**Brief**
Please copy the listing below word for word, leaving out the pictures.

::::

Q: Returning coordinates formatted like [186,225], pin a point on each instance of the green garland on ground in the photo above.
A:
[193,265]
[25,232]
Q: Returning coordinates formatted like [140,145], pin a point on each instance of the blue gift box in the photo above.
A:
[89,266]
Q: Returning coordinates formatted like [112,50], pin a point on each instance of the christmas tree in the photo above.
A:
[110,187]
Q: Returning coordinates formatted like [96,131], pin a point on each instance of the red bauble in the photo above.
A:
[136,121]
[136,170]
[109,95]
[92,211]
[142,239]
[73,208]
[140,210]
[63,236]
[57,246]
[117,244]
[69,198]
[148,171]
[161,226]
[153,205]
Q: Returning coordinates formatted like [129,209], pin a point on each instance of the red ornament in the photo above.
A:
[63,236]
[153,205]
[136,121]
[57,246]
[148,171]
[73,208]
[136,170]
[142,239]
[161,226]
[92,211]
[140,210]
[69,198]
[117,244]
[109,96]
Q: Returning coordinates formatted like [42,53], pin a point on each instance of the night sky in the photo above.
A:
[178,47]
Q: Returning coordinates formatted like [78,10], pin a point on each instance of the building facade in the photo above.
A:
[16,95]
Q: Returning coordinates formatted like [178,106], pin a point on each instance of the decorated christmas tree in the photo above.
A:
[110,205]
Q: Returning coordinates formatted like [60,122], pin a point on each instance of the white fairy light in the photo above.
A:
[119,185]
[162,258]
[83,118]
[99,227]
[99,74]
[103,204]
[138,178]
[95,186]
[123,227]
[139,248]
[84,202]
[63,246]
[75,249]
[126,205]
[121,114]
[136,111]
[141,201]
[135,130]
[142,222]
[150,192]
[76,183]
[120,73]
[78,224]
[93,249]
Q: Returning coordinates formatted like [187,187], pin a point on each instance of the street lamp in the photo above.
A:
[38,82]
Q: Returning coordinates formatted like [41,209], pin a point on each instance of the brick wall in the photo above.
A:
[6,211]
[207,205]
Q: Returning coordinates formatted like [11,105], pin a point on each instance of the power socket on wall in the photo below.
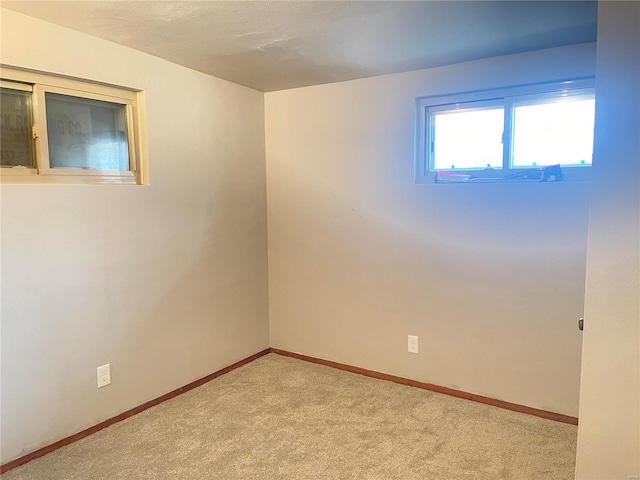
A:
[104,375]
[412,344]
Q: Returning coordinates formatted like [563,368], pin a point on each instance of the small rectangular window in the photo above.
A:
[62,130]
[557,131]
[86,134]
[16,117]
[518,133]
[479,147]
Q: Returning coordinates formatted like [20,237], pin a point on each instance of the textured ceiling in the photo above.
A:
[274,45]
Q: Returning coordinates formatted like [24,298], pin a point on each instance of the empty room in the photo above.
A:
[320,240]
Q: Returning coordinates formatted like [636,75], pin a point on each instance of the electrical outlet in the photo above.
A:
[104,375]
[412,344]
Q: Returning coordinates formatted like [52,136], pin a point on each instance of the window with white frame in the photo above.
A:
[509,134]
[59,130]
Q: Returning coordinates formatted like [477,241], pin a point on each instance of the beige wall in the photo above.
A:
[489,276]
[609,432]
[168,283]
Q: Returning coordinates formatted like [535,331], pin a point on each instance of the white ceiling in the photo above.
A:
[274,45]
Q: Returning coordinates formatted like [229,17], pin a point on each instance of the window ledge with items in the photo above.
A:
[57,130]
[540,132]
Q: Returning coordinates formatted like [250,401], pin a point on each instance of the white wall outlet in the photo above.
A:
[104,375]
[412,344]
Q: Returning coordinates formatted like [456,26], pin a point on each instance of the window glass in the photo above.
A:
[86,134]
[16,141]
[556,132]
[469,138]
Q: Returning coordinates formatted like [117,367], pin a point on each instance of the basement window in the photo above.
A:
[58,130]
[541,132]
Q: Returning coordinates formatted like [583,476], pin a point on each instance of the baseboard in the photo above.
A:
[129,413]
[434,388]
[340,366]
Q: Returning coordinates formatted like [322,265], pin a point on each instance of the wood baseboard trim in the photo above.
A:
[434,388]
[129,413]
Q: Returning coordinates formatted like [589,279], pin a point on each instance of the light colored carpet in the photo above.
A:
[280,418]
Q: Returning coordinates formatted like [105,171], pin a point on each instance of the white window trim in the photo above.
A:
[507,96]
[40,84]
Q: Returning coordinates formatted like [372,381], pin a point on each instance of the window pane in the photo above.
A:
[15,137]
[555,132]
[87,134]
[468,139]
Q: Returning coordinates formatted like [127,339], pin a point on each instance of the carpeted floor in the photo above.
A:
[280,418]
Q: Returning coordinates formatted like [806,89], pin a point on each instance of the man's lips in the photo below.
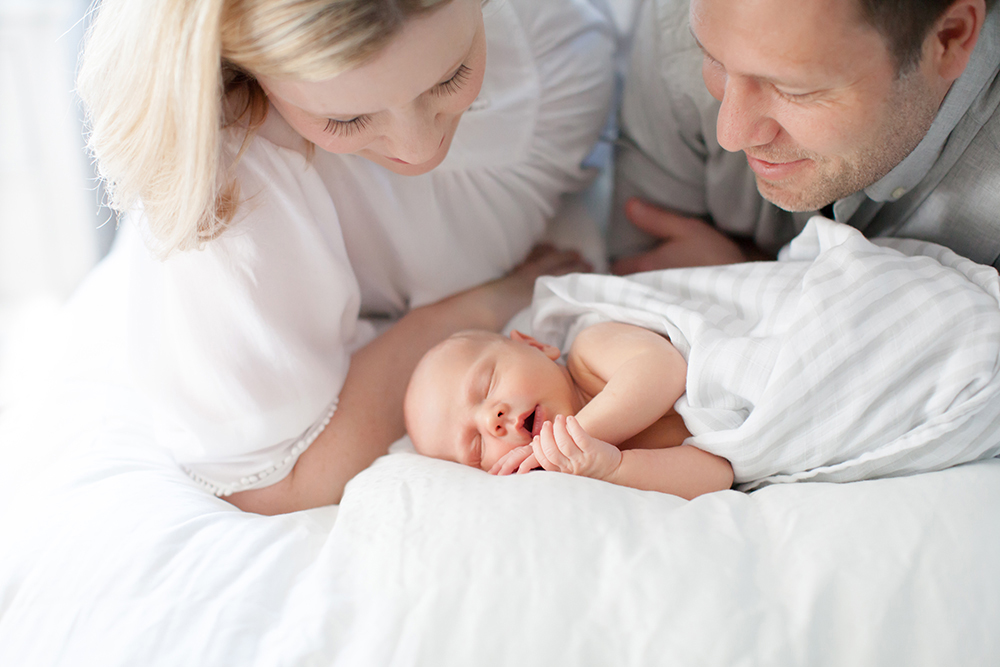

::::

**Correct result**
Q: Returning coordinates formatted like [186,225], pin a point on each instance of the green garland on ground in the photo above.
A:
[193,265]
[25,232]
Q: Returning coordinates formatted like [140,145], pin a point on each instance of the blue gift box in the photo above.
A:
[89,266]
Q: Returning coordinates formatted like [112,50], pin a point on each instance of the christmas tree in the photo above.
A:
[110,187]
Q: Returning coordinates formatted like [96,131], pin a point on each instance of the red bauble in the photo above.
A:
[136,121]
[136,170]
[109,95]
[92,211]
[142,239]
[73,208]
[140,210]
[63,236]
[57,246]
[117,244]
[69,198]
[148,171]
[161,226]
[153,205]
Q: Returning coordinates formatted like [129,209], pin a point on each instance of the red ornament in the photo above.
A:
[63,236]
[153,205]
[136,121]
[57,246]
[148,171]
[73,208]
[136,170]
[142,239]
[161,226]
[92,211]
[140,210]
[69,198]
[117,244]
[109,96]
Q: Returning coordinates formatted like [42,53], pin a point on each instance of the night sky in the photo above.
A:
[178,47]
Q: Returning coordinates formatted like [78,10], pin a point on each instance of the building facade in the photo above.
A:
[16,95]
Q: Returning coordinates formatted like [178,106], pin a point on each instance of the decorated christmas tree in the photo above.
A:
[110,205]
Q: Returning coordinates formatted like [60,122], pin a point on each instance of the white fairy light in the photo above.
A:
[119,185]
[162,258]
[83,118]
[99,227]
[99,74]
[103,204]
[138,178]
[95,186]
[123,227]
[139,248]
[84,202]
[63,246]
[75,249]
[126,205]
[121,114]
[136,111]
[141,201]
[135,130]
[142,222]
[150,192]
[76,183]
[120,73]
[78,224]
[93,249]
Q: Returning coordinates formatted like [187,187], pin a point on each instance of the street lamp in the photo above.
A:
[38,82]
Q: Returning coordinates formatted like [41,209], pin a point on each instance of the brick wall in the photo above.
A:
[6,211]
[207,205]
Q: Returning coordinates formatted like [11,105], pin a point on each instance of the power socket on wall in the photo below.
A:
[104,375]
[412,344]
Q: Returning coordinates formatted like [563,368], pin a point on each instance of the small rectangular window in the photo above.
A:
[62,130]
[557,131]
[86,134]
[16,117]
[518,133]
[479,147]
Q: Returning coordinates formatted like [20,237], pin a point on each instance of the textured ceiling in the photo above.
A:
[274,45]
Q: Returning coordinates formatted like [24,298], pin a point on each instance of the empty room in the photo above.
A:
[320,240]
Q: Returning coordinates formatted like [636,75], pin a point on each instance of the electrical outlet in the photo above.
A:
[104,375]
[412,344]
Q: Returning coordinates formatted like [52,136], pin a point on each instance of the window with white frame in the photo above.
A:
[509,134]
[59,130]
Q: Returning coordinates formatted like [477,241], pin a point on each instance of the beige wall in the photo above.
A:
[489,276]
[609,432]
[168,283]
Q: Returning coordinates formatted like [535,331], pin a point on each instance of the white ceiling in the photo above.
A:
[274,45]
Q: Returning coordinates formatted like [229,17], pin a point on each instance of the window ledge with items in the photo above.
A:
[57,130]
[540,132]
Q: Returning coordinates formatted like [250,401], pin a point on each instance of the white wall outlet in the photo above.
A:
[104,375]
[412,344]
Q: Returning coordinates formatted like [456,26], pin a point on each instance of the window glass in the photo above.
A:
[86,134]
[16,141]
[556,132]
[469,138]
Q: Returning coordinates formatted like [117,367], pin a point on each instance of the basement window in the photo above.
A:
[58,130]
[541,132]
Q: Returning coordinates formatted like [583,476], pin a point on each instance of the baseboard in the photo above.
A:
[129,413]
[434,388]
[340,366]
Q: Returning coordinates formatted like [322,265], pin a point on each instance of the wood baseboard trim in the photo above.
A:
[434,388]
[129,413]
Q: Returning coordinates formatted like [589,279], pin a point on each instance of the light colored carpet in the photo above.
A:
[280,418]
Q: Returning coordinates formatted like [105,171], pin a point on each instance of the white window trim in the photo above.
A:
[507,96]
[40,84]
Q: Returning coordinates formatted like [372,381], pin a point on each instance of the window pane in the photo above.
A:
[15,137]
[555,132]
[87,134]
[468,139]
Q: Returning coordinates formatted like [127,339], pin a point on each instance of the carpeted floor in the photo above.
A:
[280,418]
Q: Returning coordinates formatted like [806,89], pin a point on each instance of the man's lips in the photo below.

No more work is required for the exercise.